→ ROWS
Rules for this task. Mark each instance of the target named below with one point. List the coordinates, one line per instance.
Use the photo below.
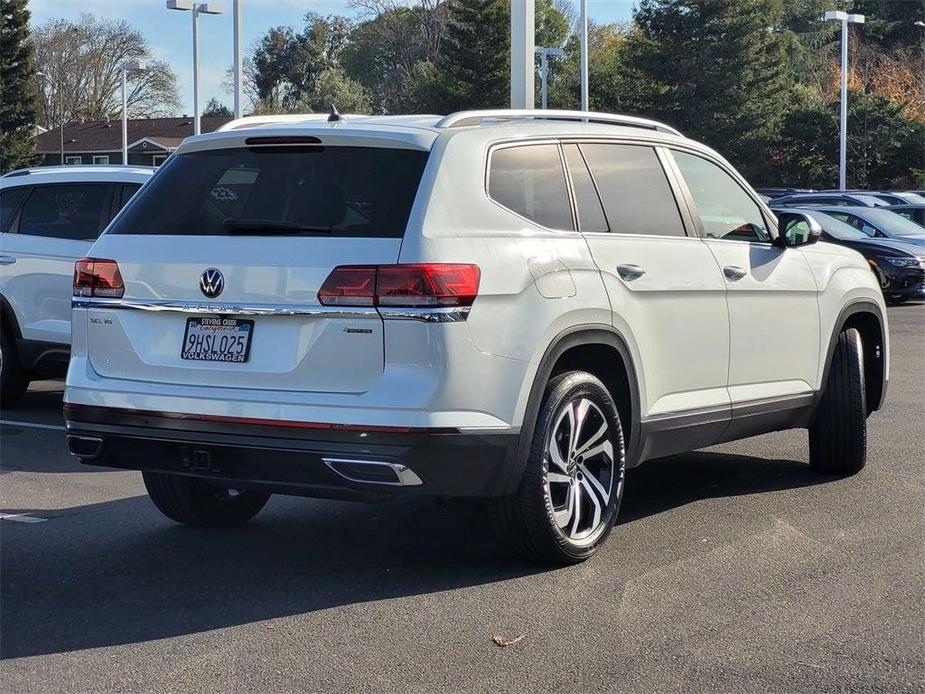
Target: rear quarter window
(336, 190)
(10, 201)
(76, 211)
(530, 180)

...

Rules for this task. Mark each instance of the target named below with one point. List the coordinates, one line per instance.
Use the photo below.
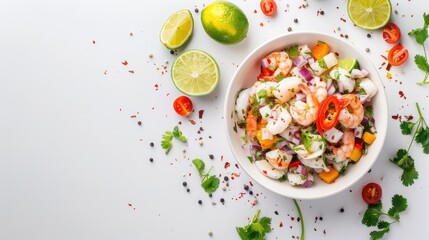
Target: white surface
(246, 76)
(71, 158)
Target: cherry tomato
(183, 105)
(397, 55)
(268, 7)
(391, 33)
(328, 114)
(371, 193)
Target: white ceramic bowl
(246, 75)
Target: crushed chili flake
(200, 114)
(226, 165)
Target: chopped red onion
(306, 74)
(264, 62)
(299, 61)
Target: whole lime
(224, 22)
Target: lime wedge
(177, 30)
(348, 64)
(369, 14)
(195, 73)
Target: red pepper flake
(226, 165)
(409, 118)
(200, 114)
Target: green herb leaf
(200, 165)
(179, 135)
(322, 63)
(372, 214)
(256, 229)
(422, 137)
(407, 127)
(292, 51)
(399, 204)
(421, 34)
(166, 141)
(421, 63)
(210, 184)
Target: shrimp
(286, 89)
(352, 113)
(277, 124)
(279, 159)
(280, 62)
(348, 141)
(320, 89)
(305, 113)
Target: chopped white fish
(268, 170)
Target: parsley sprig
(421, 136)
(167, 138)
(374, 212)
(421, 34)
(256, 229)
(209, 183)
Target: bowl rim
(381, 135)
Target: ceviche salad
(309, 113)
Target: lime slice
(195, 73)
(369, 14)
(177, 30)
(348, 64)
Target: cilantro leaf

→ WHAT THE TASK REQUIRES
Render as a Markdown table the lines from the one containing "Target: shrimp" through the one containing "Target: cilantro leaf", both included. Use the columns Row and Line, number each row, and omit any blank lines.

→ WRITTEN SOLUTION
| Row | Line |
|---|---|
| 1 | Target: shrimp |
| 2 | (286, 89) |
| 3 | (352, 113) |
| 4 | (277, 124) |
| 5 | (279, 159) |
| 6 | (280, 62) |
| 7 | (348, 141) |
| 8 | (320, 89) |
| 9 | (305, 113) |
| 10 | Target: chopped white fish |
| 11 | (268, 170) |
| 12 | Target: parsley sprig |
| 13 | (421, 136) |
| 14 | (167, 138) |
| 15 | (374, 212) |
| 16 | (421, 34) |
| 17 | (256, 229) |
| 18 | (209, 183) |
| 19 | Target: bowl rim |
| 20 | (381, 135) |
| 21 | Target: ceviche salad |
| 22 | (309, 113) |
| 23 | Target: lime slice |
| 24 | (195, 73) |
| 25 | (369, 14) |
| 26 | (177, 30) |
| 27 | (348, 64) |
| 28 | Target: cilantro leaf |